> _STATED EXERCISE_: Please repeat the stretch from the start of these lines through the line containing "107 101 L 101", requests included, adding 88 to every number in the answers, both the viewBox values and the point coordinates. Leave out everything after that line.

> _DATA SUPPLIED_:
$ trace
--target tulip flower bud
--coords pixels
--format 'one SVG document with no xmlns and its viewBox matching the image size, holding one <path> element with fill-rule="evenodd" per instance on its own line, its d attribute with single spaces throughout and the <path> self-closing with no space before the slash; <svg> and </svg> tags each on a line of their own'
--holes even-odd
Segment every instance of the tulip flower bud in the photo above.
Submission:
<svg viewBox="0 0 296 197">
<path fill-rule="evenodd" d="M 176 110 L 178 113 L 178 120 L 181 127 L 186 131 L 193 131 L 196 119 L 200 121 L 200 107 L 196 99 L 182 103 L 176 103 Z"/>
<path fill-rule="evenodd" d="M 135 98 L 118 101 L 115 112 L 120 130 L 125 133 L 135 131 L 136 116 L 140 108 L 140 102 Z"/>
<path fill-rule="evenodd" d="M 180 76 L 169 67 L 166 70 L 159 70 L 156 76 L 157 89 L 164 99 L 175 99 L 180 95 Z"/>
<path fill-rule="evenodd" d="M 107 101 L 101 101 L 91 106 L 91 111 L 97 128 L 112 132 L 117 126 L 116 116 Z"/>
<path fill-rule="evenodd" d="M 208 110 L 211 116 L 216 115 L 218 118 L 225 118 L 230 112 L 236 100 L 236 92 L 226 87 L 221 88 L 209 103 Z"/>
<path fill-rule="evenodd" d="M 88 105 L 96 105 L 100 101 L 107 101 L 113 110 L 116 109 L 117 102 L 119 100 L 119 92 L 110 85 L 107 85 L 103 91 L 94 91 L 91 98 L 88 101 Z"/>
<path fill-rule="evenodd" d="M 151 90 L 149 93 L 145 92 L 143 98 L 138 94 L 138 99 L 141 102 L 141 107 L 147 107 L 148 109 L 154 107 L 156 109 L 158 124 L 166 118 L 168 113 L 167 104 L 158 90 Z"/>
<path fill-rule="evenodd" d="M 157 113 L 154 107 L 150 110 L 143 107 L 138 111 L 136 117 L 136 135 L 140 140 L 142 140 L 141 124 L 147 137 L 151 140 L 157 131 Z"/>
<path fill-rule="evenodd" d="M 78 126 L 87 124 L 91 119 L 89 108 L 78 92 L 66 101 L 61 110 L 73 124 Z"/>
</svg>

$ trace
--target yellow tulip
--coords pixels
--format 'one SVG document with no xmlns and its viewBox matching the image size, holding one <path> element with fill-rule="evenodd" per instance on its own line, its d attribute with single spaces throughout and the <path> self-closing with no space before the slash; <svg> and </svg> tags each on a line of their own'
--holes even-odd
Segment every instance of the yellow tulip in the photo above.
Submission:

> _TASK OUTPUT_:
$ trace
--target tulip flower bud
--coords pixels
--format 'one SVG document with no xmlns and its viewBox matching the image size, holding one <path> element with fill-rule="evenodd" per instance on its own line, its d attribute with single spaces throughout and the <path> self-closing with no space before the slash; <svg> and </svg> tags each on a line of their own'
--holes even-odd
Segment every instance of the tulip flower bud in the photo above.
Submission:
<svg viewBox="88 88 384 285">
<path fill-rule="evenodd" d="M 264 198 L 266 201 L 266 208 L 269 215 L 274 219 L 281 219 L 284 207 L 288 209 L 288 195 L 284 187 L 270 191 L 264 191 Z"/>
<path fill-rule="evenodd" d="M 223 186 L 206 189 L 203 200 L 208 218 L 213 221 L 223 219 L 224 204 L 228 196 L 228 190 Z"/>
<path fill-rule="evenodd" d="M 268 164 L 257 155 L 254 158 L 247 158 L 244 164 L 245 177 L 252 187 L 263 187 L 268 183 Z"/>
<path fill-rule="evenodd" d="M 195 189 L 189 189 L 179 194 L 179 199 L 185 216 L 200 220 L 205 214 L 204 204 Z"/>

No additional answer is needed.